[RECORDS TO PROCESS]
——
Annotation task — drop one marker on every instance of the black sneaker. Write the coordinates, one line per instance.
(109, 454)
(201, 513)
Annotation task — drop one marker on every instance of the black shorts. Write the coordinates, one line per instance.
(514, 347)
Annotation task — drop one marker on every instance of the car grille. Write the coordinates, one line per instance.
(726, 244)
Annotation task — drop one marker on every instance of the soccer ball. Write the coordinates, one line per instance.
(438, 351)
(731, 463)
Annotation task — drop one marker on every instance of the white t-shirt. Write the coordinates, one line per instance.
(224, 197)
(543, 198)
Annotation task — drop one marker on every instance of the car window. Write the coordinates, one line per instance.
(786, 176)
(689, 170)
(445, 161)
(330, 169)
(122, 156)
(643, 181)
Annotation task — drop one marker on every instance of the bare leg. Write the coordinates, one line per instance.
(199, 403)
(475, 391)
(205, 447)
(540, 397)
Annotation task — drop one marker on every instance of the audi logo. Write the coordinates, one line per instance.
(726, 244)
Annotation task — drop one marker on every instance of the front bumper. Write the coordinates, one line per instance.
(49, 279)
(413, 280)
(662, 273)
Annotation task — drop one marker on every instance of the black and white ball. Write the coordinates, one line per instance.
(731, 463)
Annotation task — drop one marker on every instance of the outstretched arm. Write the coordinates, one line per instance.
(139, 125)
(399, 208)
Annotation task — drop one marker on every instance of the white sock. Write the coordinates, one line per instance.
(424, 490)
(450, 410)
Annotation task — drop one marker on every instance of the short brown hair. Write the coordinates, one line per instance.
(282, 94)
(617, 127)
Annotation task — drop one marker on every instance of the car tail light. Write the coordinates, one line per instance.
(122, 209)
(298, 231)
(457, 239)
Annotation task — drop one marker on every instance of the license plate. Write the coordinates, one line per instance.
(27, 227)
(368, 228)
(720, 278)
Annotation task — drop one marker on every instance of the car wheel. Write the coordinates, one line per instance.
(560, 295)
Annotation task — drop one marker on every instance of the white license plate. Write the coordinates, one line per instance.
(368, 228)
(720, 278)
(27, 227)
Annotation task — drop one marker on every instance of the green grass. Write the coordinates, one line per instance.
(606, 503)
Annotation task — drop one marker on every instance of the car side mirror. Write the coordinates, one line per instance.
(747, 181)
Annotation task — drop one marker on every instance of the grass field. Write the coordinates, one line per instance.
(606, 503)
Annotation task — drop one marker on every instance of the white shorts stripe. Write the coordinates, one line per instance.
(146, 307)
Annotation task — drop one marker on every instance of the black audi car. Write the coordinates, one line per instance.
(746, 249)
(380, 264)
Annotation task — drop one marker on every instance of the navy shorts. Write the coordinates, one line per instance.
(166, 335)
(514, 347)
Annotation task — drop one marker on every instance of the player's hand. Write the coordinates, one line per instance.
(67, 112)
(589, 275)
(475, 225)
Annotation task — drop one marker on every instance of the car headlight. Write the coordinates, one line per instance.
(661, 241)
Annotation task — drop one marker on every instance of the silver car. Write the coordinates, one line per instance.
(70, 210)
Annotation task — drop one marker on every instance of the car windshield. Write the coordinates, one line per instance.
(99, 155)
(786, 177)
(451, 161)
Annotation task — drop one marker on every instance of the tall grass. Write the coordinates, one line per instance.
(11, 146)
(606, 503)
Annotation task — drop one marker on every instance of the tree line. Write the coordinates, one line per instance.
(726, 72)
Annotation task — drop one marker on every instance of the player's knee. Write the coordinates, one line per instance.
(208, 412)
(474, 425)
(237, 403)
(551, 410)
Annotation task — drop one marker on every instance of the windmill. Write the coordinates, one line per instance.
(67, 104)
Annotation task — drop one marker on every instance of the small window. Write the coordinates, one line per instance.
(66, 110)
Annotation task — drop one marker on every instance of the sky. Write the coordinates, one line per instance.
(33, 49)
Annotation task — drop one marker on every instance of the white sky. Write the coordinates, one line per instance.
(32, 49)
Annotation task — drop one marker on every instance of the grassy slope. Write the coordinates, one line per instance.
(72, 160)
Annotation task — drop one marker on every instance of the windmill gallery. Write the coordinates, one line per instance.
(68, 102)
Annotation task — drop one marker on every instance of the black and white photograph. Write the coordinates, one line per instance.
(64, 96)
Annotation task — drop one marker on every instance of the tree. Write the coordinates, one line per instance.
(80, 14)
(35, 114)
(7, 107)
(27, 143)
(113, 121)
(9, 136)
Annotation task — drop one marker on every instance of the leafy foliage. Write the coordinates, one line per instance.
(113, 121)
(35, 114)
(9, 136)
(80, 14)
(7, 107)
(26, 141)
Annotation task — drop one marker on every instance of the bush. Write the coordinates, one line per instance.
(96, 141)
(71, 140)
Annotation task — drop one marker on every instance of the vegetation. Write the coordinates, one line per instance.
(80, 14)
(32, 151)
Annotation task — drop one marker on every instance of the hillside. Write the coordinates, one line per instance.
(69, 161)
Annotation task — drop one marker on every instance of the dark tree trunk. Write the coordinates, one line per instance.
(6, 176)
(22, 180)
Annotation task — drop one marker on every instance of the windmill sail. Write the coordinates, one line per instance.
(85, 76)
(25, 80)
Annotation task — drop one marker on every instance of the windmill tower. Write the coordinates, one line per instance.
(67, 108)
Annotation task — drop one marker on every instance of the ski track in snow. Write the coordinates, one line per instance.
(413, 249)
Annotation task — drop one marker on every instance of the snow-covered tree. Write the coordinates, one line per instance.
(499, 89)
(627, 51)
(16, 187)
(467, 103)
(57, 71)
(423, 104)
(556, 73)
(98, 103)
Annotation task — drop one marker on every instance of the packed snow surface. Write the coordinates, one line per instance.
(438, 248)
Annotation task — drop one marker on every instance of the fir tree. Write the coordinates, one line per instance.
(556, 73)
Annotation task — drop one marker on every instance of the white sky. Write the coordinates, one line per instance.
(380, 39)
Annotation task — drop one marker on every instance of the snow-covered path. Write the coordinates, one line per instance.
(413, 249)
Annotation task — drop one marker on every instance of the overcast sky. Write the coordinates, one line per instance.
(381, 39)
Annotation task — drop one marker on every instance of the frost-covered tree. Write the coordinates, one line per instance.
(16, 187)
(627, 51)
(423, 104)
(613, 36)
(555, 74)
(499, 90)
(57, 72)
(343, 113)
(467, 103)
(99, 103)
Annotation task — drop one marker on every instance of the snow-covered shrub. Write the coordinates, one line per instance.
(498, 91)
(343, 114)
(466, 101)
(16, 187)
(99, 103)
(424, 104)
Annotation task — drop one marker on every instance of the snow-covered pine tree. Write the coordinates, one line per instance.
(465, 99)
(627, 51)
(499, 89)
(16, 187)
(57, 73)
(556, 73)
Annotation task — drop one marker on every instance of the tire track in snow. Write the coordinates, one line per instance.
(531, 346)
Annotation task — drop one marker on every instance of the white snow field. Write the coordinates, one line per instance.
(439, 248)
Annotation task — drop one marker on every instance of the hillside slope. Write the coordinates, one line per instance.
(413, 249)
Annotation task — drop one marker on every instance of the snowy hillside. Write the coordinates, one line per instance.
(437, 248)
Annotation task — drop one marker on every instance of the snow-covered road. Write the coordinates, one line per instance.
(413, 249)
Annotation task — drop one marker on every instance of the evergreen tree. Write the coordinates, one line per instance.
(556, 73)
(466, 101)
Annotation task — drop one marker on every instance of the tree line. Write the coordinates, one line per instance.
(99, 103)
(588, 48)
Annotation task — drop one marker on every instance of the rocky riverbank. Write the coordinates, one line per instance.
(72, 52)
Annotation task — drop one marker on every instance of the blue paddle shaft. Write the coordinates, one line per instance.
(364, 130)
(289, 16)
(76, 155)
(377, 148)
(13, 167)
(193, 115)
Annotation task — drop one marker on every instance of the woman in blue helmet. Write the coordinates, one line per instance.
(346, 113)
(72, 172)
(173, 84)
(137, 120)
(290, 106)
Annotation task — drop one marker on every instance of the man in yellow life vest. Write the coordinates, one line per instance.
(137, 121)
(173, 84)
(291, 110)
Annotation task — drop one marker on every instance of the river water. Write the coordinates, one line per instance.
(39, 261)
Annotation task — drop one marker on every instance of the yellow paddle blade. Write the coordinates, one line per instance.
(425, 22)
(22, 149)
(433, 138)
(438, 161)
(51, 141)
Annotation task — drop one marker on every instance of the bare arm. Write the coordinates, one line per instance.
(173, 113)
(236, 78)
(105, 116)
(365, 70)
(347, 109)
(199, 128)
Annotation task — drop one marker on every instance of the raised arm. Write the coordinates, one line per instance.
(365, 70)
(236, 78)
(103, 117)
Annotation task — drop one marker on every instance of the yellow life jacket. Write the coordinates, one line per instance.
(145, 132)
——
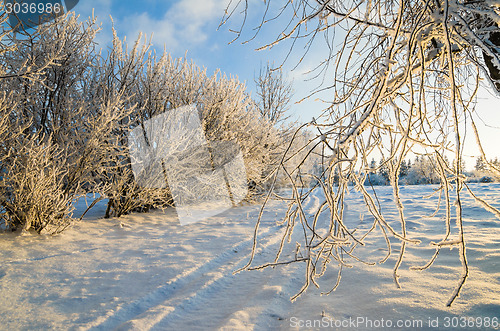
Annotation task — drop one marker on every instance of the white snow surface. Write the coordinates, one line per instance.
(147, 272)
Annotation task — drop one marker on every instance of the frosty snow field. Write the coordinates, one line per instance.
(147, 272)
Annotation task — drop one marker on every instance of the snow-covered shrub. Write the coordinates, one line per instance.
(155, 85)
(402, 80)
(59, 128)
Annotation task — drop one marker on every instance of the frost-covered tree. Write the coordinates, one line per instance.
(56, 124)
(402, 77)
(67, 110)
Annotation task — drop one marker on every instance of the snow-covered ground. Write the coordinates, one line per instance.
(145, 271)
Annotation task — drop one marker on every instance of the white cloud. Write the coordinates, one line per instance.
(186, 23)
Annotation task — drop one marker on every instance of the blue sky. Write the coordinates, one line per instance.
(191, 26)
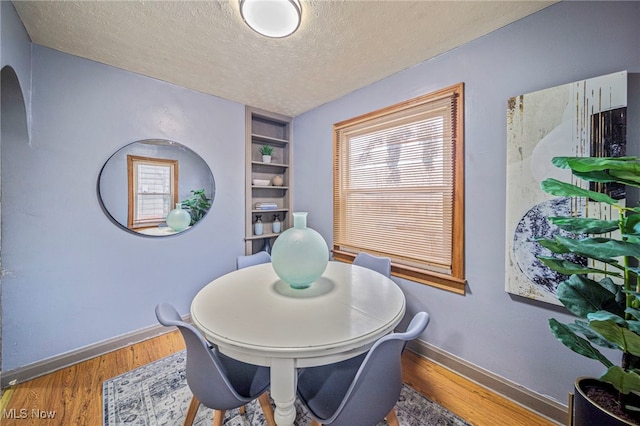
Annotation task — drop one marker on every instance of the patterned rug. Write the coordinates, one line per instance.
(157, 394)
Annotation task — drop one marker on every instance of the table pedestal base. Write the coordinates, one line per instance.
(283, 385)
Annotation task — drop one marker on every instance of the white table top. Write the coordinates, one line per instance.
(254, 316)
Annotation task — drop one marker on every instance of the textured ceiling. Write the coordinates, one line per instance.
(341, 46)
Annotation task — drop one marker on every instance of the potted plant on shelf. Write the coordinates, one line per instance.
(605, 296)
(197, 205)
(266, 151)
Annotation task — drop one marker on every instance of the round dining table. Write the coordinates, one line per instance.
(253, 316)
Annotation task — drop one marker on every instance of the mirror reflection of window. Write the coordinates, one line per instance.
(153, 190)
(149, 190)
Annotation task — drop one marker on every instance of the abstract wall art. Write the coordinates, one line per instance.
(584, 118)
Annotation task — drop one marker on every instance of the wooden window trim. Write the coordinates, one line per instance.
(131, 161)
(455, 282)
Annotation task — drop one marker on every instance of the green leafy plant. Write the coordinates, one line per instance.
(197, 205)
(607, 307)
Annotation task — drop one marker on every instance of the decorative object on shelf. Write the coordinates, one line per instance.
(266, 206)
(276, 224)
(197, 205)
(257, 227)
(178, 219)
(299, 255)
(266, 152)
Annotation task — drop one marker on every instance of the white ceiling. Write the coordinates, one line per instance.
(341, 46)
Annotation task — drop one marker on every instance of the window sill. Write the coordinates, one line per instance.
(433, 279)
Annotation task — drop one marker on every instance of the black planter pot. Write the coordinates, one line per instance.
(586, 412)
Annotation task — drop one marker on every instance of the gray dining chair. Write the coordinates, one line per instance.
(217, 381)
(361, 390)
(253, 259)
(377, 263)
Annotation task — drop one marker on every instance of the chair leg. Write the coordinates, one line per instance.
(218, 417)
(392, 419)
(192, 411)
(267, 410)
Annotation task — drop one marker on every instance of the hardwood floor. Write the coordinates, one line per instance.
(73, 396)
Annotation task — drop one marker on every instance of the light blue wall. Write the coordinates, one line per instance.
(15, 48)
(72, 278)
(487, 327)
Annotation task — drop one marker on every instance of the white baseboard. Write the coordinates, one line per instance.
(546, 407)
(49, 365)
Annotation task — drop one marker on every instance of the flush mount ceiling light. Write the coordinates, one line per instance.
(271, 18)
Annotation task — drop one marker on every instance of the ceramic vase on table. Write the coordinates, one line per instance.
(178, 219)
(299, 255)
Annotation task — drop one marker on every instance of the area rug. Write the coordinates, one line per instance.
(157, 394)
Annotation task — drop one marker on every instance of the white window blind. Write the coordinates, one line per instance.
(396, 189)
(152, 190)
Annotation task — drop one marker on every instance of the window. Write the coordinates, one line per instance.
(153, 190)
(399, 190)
——
[PROBLEM TO SOLVE]
Report in full each line of the records above that contains the string "plate". Treat the match as case-sensitive.

[ANSWER BELOW]
Annotation task — drop one marker on every instance of the license plate. Write the coordinates, one line per instance.
Annotation task — drop one marker on every instance of the white license plate. Write the coordinates, one line per instance.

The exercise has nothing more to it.